** Selected passage **

================

ARPHA Preprints, doi: 10.3897/arphapreprints.e114920
Milestone MS32 The design and prototype of a workflow integrating Wikidata into validation and linking
expand article infoMathias Dillen, Andreas Plank§
‡ Meise Botanic Garden, Meise, Belgium§ Botanical Garden and Botanical Museum, Berlin, Germany
Open Access
Abstract

In this task, the aim is to develop a workflow that should facilitate the linking process of collector name strings to PIDs for those collectors. Such a workflow should help scale up the number of links being made, make the process more efficient and should take advantage as much as possible of existing work and infrastructures, so as not to reinvent the wheel. As such, the work can be roughly split into a few subtasks:
- Make existing linking workflows more easily implementable in other contexts and by other infrastructures. This includes finding ways for such workflows to produce links that can easily be published, i.e. in a standardised format compatible with existing infrastructure. The suitability of different infrastructures for making established links available should also be assessed.

================

** What is asked **
Answer these questions about the milestone abstract:
(a) Which two institutions are listed as the authors' affiliations?
(b) What does the workflow aim to link collector name strings to?
(c) In what kind of format should the workflows produce links that can be published?
The rows after this have nothing to do with the milestone abstract.

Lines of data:
================

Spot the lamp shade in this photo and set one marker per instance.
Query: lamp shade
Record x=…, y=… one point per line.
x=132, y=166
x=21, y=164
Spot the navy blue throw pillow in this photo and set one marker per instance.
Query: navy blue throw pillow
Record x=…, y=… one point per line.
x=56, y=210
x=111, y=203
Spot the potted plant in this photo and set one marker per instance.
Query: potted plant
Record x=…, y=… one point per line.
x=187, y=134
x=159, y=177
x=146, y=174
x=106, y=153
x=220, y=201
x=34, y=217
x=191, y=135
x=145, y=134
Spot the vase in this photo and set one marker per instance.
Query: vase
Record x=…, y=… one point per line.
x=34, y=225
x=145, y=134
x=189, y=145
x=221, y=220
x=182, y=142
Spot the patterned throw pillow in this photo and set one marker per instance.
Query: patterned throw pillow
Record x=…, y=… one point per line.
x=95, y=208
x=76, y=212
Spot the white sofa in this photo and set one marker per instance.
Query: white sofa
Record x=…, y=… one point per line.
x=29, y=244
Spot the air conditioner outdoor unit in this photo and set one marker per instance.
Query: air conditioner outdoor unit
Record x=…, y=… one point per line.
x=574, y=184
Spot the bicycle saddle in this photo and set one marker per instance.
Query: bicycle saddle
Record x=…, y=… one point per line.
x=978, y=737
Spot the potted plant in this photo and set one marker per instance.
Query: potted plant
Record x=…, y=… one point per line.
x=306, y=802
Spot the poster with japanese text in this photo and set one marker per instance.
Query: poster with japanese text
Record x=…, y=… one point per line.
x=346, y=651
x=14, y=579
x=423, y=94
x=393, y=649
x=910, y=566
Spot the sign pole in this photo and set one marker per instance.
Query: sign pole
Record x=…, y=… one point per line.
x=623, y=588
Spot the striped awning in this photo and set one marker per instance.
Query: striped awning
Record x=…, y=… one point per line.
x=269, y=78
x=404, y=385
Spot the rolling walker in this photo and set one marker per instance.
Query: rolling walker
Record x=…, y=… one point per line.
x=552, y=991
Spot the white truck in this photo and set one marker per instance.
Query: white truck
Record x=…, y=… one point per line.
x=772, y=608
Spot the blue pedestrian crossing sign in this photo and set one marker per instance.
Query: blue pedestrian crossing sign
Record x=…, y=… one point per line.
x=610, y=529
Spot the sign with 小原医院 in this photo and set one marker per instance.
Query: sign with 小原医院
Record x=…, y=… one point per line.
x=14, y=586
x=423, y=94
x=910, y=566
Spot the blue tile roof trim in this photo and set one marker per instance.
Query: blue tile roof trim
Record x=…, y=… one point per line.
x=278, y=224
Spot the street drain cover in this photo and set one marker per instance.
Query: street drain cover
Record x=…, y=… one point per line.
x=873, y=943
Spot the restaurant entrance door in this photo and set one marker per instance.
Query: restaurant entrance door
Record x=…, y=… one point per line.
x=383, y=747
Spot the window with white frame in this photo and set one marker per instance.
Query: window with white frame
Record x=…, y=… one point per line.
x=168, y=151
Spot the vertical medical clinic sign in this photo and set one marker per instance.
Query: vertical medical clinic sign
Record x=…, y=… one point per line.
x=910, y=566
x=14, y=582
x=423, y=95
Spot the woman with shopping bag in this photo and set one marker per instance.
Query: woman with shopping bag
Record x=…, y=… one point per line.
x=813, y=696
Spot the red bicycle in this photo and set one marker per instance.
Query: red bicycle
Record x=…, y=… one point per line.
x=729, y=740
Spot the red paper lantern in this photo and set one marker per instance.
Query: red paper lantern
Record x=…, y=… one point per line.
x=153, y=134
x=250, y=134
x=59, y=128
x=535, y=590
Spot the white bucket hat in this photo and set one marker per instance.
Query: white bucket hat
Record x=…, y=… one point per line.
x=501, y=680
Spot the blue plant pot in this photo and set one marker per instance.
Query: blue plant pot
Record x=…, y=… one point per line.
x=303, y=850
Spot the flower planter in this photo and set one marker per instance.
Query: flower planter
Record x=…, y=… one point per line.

================

** Complete response **
(a) Meise Botanic Garden in Meise, Belgium, and the Botanical Garden and Botanical Museum in Berlin, Germany.
(b) PIDs for those collectors.
(c) A standardised format compatible with existing infrastructure.